> **Short exercise**
Count the lines in the entries below that contain the string "shelf", matching case exactly, and reply with that number alone.

— Begin Record list —

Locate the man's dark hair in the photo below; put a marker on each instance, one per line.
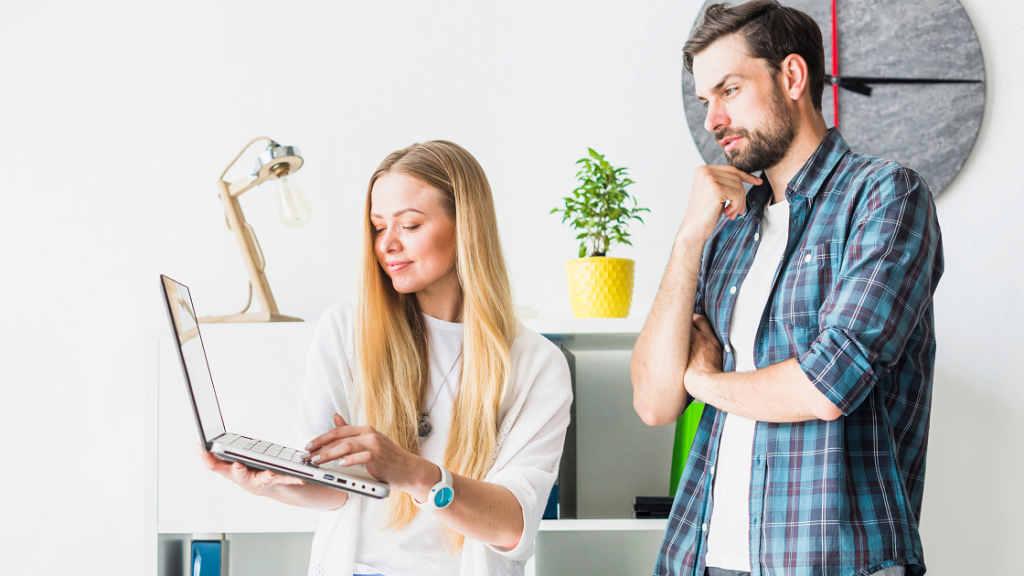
(772, 32)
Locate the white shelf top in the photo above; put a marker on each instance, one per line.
(590, 333)
(595, 525)
(603, 525)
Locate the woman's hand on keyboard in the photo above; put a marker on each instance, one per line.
(261, 483)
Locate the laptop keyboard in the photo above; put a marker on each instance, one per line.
(272, 450)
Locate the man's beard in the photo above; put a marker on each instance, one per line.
(765, 147)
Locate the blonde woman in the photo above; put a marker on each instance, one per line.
(428, 379)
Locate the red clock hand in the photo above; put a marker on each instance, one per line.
(835, 68)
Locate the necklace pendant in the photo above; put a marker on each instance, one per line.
(423, 428)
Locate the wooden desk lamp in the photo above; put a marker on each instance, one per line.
(278, 162)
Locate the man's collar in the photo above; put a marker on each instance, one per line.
(809, 179)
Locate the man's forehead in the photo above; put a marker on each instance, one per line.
(727, 55)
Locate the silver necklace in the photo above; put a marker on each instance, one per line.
(423, 428)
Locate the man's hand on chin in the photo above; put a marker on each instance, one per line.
(706, 357)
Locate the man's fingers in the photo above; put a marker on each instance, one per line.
(701, 324)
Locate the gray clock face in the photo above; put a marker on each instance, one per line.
(929, 126)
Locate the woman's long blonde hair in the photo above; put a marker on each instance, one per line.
(391, 333)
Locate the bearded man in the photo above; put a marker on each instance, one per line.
(801, 313)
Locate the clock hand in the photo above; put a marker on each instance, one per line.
(859, 84)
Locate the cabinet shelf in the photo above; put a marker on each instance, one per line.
(603, 525)
(590, 333)
(592, 525)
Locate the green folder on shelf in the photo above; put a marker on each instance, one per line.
(686, 428)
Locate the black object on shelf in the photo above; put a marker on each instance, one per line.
(651, 506)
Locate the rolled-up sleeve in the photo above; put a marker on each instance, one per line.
(529, 454)
(886, 281)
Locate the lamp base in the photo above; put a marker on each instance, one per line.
(251, 317)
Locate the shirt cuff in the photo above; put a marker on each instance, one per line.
(839, 368)
(524, 485)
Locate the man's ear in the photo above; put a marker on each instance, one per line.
(794, 73)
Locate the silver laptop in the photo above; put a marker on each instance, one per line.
(237, 447)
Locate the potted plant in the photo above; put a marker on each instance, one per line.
(599, 286)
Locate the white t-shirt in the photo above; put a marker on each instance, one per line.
(729, 529)
(420, 546)
(531, 427)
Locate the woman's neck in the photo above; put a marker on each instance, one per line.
(442, 299)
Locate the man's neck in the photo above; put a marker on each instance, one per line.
(809, 136)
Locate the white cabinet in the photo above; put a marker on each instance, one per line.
(257, 370)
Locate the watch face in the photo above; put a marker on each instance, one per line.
(443, 497)
(905, 82)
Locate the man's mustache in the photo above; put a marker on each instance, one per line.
(729, 132)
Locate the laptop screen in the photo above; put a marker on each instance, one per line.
(185, 327)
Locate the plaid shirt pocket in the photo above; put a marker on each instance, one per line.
(806, 283)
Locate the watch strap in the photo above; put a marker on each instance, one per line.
(440, 495)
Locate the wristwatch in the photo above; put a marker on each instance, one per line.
(440, 495)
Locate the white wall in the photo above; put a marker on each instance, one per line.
(116, 118)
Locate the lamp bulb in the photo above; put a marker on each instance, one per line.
(292, 206)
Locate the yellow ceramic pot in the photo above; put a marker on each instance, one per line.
(600, 287)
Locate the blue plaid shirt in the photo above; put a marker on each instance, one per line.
(852, 301)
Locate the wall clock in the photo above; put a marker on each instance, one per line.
(907, 82)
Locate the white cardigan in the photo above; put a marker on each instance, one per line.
(534, 418)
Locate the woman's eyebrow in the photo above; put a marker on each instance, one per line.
(398, 212)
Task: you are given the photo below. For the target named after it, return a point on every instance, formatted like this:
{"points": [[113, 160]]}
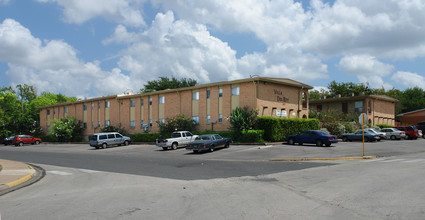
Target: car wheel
{"points": [[174, 146], [319, 143], [291, 141]]}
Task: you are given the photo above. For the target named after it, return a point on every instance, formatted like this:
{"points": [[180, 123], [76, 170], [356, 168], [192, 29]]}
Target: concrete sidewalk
{"points": [[14, 173]]}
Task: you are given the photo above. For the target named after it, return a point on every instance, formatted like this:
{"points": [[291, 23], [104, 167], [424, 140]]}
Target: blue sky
{"points": [[95, 48]]}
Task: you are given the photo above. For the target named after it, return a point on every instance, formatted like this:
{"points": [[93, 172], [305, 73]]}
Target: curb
{"points": [[22, 179], [321, 159]]}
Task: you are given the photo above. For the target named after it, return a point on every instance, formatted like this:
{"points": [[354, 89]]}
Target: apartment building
{"points": [[380, 109], [208, 105]]}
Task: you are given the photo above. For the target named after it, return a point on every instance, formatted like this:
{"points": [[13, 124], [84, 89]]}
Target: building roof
{"points": [[406, 113], [281, 81], [354, 98]]}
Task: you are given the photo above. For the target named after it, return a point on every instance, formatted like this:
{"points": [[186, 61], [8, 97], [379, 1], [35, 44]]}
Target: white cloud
{"points": [[367, 69], [53, 66], [409, 79], [120, 11]]}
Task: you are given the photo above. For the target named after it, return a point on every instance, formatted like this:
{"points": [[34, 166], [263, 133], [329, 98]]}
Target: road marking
{"points": [[59, 173], [89, 171], [392, 160]]}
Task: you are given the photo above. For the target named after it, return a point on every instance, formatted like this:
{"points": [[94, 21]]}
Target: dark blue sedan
{"points": [[317, 137]]}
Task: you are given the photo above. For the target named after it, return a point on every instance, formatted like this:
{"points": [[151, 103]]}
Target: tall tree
{"points": [[167, 83]]}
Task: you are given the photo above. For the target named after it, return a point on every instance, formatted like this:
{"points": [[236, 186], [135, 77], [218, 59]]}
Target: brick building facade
{"points": [[380, 109], [209, 105]]}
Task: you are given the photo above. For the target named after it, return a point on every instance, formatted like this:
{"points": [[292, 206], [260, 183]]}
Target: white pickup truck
{"points": [[178, 139]]}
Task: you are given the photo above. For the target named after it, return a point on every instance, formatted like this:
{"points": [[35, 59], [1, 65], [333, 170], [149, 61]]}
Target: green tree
{"points": [[242, 119], [177, 123], [67, 129], [166, 83]]}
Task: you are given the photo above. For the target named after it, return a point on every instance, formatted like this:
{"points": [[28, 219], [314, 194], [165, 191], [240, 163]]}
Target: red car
{"points": [[411, 131], [20, 140]]}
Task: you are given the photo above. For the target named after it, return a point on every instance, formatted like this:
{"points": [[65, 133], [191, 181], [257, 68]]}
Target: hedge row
{"points": [[276, 129]]}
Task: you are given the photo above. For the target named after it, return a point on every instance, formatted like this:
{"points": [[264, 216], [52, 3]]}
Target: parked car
{"points": [[8, 140], [178, 138], [394, 133], [421, 127], [411, 132], [20, 140], [208, 142], [382, 135], [108, 139], [312, 137], [358, 136]]}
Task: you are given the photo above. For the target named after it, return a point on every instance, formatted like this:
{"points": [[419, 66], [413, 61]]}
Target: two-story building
{"points": [[380, 109], [208, 105]]}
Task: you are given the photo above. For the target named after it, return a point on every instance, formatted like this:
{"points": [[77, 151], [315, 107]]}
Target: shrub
{"points": [[252, 136], [276, 129], [67, 129], [145, 137]]}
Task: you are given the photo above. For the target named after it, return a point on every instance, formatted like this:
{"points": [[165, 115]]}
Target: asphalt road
{"points": [[150, 161]]}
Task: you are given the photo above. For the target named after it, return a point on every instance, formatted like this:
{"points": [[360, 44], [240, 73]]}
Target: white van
{"points": [[108, 139]]}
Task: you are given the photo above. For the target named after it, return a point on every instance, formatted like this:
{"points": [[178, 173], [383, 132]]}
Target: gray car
{"points": [[108, 139]]}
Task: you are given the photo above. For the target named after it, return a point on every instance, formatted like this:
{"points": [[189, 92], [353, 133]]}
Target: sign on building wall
{"points": [[281, 113]]}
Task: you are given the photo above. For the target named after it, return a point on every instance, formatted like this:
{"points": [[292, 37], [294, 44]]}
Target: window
{"points": [[161, 121], [345, 107], [161, 100], [358, 107], [195, 119], [235, 91], [195, 95]]}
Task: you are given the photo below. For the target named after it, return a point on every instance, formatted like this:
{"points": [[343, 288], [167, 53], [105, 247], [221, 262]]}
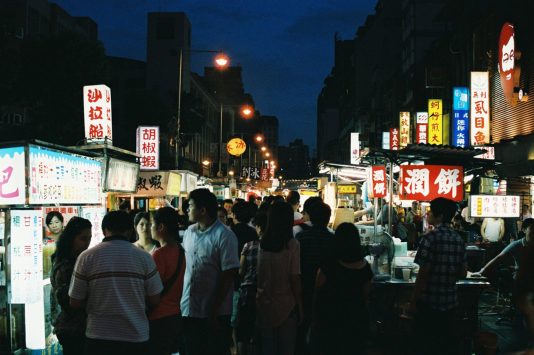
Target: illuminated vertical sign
{"points": [[460, 117], [97, 113], [354, 148], [404, 128], [148, 147], [480, 130], [435, 121], [421, 127], [393, 139]]}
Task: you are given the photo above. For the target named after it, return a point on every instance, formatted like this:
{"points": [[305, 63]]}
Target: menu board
{"points": [[26, 251], [494, 206], [58, 177]]}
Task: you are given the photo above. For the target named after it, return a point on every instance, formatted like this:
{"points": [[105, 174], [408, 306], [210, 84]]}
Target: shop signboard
{"points": [[427, 182], [404, 128], [97, 113], [393, 139], [121, 176], [494, 206], [480, 124], [26, 250], [62, 178], [12, 176], [435, 121], [460, 117], [379, 182], [148, 147], [354, 147], [421, 127]]}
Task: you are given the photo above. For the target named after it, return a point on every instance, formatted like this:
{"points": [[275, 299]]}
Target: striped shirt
{"points": [[115, 277]]}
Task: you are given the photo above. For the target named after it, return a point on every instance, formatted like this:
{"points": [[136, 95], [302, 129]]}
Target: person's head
{"points": [[142, 224], [202, 206], [165, 224], [242, 212], [528, 228], [260, 222], [54, 222], [222, 214], [347, 245], [442, 210], [320, 214], [117, 223], [308, 205], [74, 239], [293, 198], [228, 204], [279, 228]]}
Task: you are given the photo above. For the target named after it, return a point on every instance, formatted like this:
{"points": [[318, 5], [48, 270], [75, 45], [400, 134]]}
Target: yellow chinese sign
{"points": [[236, 146], [435, 121], [404, 127], [346, 189]]}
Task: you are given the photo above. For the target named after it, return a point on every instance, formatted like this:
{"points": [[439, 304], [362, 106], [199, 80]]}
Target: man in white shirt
{"points": [[212, 263]]}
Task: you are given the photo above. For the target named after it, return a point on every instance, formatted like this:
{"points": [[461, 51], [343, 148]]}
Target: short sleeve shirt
{"points": [[208, 253], [115, 278], [444, 250]]}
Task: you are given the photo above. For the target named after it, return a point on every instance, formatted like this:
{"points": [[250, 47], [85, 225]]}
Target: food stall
{"points": [[36, 175]]}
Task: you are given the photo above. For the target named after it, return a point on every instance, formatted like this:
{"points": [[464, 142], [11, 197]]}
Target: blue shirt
{"points": [[207, 253]]}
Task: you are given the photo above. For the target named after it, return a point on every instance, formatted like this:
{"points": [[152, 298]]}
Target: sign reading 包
{"points": [[148, 147], [97, 113], [427, 182]]}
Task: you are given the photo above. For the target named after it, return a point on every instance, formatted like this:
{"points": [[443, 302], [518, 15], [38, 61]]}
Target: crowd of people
{"points": [[255, 277]]}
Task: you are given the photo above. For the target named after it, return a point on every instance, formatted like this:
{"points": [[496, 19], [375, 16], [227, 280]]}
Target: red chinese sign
{"points": [[480, 129], [393, 139], [97, 113], [427, 182], [379, 182], [148, 147]]}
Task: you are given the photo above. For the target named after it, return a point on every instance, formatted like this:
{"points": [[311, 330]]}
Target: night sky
{"points": [[286, 47]]}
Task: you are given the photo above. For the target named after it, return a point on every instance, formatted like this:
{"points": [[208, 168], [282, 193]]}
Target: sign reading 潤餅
{"points": [[97, 113]]}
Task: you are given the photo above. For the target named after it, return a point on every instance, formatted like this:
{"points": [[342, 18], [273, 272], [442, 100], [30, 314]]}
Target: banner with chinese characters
{"points": [[393, 139], [95, 216], [379, 182], [26, 256], [427, 182], [97, 113], [121, 176], [480, 129], [404, 128], [435, 121], [148, 147], [62, 178], [421, 127], [354, 148], [494, 206], [158, 184], [251, 172], [12, 176], [460, 117]]}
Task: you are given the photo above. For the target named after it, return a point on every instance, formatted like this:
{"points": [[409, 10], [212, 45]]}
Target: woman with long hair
{"points": [[69, 324], [341, 293], [279, 293], [144, 235]]}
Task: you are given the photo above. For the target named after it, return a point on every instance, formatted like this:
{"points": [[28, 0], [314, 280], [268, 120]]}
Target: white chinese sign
{"points": [[26, 250], [480, 124], [148, 147], [494, 206], [97, 113]]}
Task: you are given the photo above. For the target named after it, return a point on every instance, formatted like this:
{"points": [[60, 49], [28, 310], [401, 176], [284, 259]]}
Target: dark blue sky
{"points": [[286, 47]]}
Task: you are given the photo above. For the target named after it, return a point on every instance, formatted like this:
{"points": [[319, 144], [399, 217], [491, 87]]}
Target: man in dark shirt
{"points": [[315, 248], [442, 262]]}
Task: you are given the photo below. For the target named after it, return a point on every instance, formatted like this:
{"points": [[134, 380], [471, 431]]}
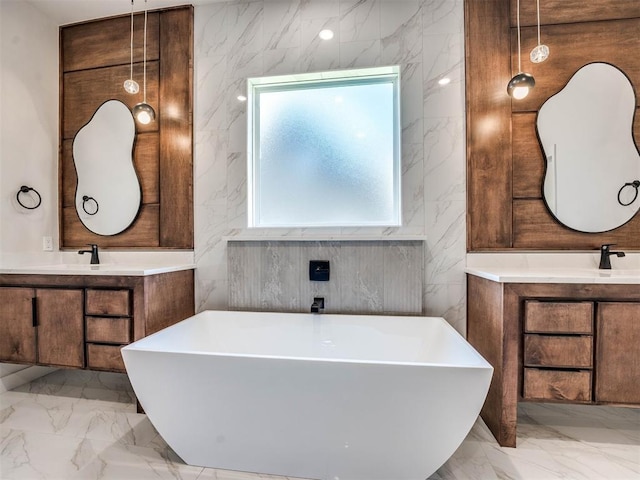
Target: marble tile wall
{"points": [[235, 40], [365, 277]]}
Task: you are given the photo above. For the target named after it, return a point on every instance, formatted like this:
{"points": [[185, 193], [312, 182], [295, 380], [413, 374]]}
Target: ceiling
{"points": [[63, 12]]}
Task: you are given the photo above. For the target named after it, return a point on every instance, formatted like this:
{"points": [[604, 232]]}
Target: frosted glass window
{"points": [[324, 149]]}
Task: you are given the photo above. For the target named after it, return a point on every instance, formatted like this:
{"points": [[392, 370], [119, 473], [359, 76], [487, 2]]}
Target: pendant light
{"points": [[130, 85], [143, 112], [540, 52], [519, 86]]}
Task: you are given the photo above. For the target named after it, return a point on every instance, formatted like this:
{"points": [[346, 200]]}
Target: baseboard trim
{"points": [[26, 375]]}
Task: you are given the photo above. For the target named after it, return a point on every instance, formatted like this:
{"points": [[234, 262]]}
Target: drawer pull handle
{"points": [[34, 311]]}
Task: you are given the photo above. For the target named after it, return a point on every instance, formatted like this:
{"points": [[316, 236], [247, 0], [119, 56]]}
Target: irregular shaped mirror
{"points": [[108, 193], [592, 162]]}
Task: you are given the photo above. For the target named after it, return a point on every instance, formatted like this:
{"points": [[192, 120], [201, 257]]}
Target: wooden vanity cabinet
{"points": [[553, 342], [557, 351], [17, 333], [42, 326], [618, 353], [109, 327], [83, 321]]}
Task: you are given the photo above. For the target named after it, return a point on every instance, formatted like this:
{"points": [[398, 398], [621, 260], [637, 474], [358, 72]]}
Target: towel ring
{"points": [[25, 189], [85, 199], [635, 184]]}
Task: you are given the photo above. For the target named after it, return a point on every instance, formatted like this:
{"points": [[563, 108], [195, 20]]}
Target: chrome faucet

— End Record list —

> **Result**
4